Exercise passage Block Start

Cocoa farmers in the Kadjebi district at an outreach sensitization workshop on Friday cited the lack of cash, delayed payments and the unavailability of produce purchasing officers as compelling factors responsible for the smuggling of the commodity.
They said they were constrained by those factors to sell to the commodity to Togolese agents who are always ready to pay for even wet cocoa beans.
The farmers lamented the politicization of the cocoa spraying exercises, which they said would not augur well for the cocoa sector.
Mr Emmanuel K. Addo, Kadjebi District Chief Cocoa Farmer, entreated government to adopt the arrest and prosecute policy as a measure to stem cocoa smuggling across the country's frontiers.
He said it was wrong for cocoa farmers to resort to smuggling after enjoying all the largesse from government in the form of mass spraying of cocoa farms, bonuses and other incentive packages.
Mr Addo suggested that the availability of records of sprayed farms should be exploited to demand social auditing and accountability from farmers.
Nana Adjei Karikari, Akwamuhene of Ahamansu, blamed produce buying agents and clerks for complicity in the smuggling business.
He said the distribution of single-barrelled guns among cocoa farmers has been fraught with irregularities and favouritism and called for fairness and equity.

Exercise passage Block End

Decide whether each statement agrees with the cocoa smuggling report, answering yes or no and quoting the words of the report that settle it: (a) The farmers said Togolese agents will pay even for wet cocoa beans. (b) Mr Addo defended cocoa farmers who turn to smuggling. (c) Nana Adjei Karikari held produce buying agents and clerks partly responsible for the smuggling. The entries are drawn from a source separate from the cocoa smuggling report.

Entries shown Block Start

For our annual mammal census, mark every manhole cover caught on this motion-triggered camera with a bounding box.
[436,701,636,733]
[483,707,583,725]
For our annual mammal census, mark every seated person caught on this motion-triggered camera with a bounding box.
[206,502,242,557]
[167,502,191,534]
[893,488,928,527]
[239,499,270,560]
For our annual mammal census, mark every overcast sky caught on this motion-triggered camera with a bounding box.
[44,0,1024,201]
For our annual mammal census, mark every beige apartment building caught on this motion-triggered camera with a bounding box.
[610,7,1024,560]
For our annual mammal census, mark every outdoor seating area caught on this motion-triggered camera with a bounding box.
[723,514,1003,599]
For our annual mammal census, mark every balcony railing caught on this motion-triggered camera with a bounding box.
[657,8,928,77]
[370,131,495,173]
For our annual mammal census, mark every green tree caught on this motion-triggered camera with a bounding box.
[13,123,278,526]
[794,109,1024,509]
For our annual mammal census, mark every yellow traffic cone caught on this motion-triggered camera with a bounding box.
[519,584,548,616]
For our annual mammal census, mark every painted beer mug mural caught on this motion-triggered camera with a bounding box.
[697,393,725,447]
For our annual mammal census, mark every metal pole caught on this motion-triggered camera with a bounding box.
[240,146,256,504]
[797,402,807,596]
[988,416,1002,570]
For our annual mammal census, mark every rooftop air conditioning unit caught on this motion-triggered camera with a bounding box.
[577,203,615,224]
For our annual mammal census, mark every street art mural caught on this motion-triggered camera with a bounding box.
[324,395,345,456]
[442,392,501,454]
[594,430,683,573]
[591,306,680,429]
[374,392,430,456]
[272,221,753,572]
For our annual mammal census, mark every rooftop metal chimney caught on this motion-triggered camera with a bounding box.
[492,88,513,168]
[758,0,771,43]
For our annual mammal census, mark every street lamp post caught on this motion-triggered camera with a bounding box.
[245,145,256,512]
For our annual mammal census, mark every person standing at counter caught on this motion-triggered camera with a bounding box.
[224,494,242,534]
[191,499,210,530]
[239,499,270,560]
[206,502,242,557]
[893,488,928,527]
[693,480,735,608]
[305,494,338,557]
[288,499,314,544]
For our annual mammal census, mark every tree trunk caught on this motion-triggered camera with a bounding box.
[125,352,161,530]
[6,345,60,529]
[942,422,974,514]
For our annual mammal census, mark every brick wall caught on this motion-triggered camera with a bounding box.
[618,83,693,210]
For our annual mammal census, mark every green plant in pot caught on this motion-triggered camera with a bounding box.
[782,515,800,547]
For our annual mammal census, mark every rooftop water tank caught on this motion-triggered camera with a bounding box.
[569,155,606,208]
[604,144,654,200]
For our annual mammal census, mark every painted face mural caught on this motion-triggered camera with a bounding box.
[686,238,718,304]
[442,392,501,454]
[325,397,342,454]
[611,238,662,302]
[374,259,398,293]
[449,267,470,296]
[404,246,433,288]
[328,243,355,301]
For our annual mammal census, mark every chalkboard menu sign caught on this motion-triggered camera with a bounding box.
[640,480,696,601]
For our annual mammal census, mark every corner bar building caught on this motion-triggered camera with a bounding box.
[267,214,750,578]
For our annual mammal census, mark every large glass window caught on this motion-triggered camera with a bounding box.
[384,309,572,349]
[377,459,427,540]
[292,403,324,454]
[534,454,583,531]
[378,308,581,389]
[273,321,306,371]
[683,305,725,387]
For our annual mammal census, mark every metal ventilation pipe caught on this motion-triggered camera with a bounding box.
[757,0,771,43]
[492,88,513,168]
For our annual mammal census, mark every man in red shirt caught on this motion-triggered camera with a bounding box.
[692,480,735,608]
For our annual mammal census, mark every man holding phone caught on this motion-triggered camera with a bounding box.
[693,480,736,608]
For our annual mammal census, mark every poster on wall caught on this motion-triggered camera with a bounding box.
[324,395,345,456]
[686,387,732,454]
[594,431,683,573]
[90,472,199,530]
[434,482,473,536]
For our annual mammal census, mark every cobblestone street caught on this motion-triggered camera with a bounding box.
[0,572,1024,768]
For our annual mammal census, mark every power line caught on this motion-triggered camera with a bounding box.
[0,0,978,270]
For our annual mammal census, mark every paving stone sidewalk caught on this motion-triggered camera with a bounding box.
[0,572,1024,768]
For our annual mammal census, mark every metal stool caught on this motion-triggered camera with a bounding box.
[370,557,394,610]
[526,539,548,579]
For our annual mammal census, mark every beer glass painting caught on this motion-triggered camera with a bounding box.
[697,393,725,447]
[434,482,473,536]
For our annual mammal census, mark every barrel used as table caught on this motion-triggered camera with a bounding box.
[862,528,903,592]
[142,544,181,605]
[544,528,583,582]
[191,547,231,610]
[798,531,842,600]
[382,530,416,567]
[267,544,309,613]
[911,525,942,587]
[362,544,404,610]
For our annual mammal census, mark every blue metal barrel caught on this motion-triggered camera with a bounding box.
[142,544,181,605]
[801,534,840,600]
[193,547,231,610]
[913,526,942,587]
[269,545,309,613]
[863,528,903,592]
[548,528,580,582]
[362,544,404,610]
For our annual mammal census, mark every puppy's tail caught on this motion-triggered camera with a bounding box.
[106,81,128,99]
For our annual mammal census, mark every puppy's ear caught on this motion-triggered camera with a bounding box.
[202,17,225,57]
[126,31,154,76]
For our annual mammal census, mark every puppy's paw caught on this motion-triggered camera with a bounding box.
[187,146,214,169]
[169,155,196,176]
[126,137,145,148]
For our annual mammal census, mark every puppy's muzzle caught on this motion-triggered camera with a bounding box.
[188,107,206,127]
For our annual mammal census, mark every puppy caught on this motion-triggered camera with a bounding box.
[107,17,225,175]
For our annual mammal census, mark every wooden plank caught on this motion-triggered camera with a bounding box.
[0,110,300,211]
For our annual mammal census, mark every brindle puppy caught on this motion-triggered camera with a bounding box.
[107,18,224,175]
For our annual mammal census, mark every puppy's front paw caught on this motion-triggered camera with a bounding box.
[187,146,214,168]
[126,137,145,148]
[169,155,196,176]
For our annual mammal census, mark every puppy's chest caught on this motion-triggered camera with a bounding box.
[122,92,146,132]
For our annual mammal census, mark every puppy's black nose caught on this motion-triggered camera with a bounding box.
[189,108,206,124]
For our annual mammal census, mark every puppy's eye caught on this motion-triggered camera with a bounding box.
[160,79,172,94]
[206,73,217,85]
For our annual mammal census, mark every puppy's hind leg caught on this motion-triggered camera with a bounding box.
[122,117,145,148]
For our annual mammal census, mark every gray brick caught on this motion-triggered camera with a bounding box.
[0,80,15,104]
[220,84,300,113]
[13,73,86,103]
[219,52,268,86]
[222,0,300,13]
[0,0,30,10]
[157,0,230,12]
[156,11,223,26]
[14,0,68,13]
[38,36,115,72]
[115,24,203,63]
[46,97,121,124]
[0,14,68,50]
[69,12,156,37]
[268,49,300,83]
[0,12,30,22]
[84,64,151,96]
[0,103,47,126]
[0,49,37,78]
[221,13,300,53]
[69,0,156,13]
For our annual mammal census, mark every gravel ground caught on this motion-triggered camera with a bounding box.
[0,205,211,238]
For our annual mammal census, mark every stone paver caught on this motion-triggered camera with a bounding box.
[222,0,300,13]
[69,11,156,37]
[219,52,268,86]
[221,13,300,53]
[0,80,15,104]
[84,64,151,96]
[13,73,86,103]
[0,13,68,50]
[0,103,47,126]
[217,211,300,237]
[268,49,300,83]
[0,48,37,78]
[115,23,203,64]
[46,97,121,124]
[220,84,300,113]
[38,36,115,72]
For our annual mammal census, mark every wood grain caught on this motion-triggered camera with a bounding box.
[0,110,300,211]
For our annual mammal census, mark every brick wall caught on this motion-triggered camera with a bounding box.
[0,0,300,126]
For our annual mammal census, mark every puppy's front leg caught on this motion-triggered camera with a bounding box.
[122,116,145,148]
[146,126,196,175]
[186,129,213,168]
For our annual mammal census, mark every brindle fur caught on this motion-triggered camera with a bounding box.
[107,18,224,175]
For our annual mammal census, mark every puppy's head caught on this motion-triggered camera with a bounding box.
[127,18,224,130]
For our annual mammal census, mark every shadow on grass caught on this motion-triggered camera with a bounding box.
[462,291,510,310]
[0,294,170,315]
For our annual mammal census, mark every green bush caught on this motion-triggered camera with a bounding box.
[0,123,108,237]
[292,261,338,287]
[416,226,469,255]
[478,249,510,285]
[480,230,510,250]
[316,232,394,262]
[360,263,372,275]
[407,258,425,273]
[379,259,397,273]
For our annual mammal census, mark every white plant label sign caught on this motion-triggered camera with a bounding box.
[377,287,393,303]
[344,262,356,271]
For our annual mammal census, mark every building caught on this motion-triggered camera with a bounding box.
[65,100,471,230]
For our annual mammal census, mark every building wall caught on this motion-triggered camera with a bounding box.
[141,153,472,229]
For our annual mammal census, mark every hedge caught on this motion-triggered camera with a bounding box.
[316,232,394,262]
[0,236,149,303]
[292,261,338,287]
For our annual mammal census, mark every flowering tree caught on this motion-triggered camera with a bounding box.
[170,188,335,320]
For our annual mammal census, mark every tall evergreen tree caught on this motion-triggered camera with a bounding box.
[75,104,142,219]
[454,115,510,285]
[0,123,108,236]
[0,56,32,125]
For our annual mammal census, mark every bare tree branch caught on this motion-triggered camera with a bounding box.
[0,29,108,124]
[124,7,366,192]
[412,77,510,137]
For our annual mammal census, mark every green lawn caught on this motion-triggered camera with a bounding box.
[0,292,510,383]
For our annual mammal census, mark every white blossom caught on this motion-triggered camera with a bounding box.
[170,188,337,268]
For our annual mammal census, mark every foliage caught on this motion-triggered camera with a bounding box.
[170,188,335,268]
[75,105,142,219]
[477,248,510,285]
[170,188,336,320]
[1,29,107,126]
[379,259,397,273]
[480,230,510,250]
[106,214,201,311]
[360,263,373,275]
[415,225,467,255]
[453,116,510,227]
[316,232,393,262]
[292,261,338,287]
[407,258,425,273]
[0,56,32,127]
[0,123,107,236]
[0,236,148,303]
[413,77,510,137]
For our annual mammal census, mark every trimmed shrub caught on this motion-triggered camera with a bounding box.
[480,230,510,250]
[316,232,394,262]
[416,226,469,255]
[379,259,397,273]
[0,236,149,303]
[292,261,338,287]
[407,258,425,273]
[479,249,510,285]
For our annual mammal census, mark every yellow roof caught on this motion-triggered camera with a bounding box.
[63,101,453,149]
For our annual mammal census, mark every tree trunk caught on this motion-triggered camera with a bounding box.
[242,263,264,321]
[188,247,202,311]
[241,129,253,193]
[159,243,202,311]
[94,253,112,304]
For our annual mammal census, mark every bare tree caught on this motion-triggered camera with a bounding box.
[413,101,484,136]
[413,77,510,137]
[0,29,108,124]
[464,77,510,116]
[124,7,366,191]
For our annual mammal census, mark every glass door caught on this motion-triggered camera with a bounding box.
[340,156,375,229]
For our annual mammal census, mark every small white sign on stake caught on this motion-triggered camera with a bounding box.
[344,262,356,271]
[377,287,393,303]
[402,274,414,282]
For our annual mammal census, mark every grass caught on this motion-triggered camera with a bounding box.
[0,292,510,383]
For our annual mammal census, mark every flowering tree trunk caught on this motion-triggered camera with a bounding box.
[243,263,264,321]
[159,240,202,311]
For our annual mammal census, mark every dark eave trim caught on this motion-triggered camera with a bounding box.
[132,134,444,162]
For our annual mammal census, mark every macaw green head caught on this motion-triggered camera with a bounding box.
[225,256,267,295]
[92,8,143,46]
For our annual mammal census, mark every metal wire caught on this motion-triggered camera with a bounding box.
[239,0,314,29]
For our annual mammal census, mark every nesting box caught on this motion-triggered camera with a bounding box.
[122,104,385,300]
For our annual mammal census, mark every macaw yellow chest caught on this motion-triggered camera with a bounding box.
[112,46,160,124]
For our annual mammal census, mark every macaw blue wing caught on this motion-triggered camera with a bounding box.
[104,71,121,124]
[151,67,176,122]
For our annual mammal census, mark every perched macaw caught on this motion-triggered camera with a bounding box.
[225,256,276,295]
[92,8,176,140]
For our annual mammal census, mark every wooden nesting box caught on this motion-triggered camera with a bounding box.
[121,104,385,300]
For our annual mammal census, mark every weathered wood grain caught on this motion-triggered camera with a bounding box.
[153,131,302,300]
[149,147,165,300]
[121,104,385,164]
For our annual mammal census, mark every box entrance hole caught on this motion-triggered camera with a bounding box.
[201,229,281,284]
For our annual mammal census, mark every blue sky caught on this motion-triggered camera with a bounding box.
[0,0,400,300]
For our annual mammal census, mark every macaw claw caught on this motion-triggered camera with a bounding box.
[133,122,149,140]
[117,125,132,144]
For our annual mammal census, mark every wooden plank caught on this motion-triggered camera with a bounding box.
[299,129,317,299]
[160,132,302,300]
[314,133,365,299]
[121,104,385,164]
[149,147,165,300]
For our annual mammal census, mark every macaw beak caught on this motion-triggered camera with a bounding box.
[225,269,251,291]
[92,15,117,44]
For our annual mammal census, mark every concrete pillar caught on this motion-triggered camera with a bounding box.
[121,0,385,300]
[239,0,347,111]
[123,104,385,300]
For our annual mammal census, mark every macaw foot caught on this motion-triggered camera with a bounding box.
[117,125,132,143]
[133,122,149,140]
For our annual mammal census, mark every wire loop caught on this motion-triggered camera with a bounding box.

Entries shown Block End

▶ [Answer section]
(a) Yes: "Togolese agents who are always ready to pay for even wet cocoa beans."
(b) No: "He said it was wrong for cocoa farmers to resort to smuggling."
(c) Yes: "blamed produce buying agents and clerks for complicity in the smuggling business."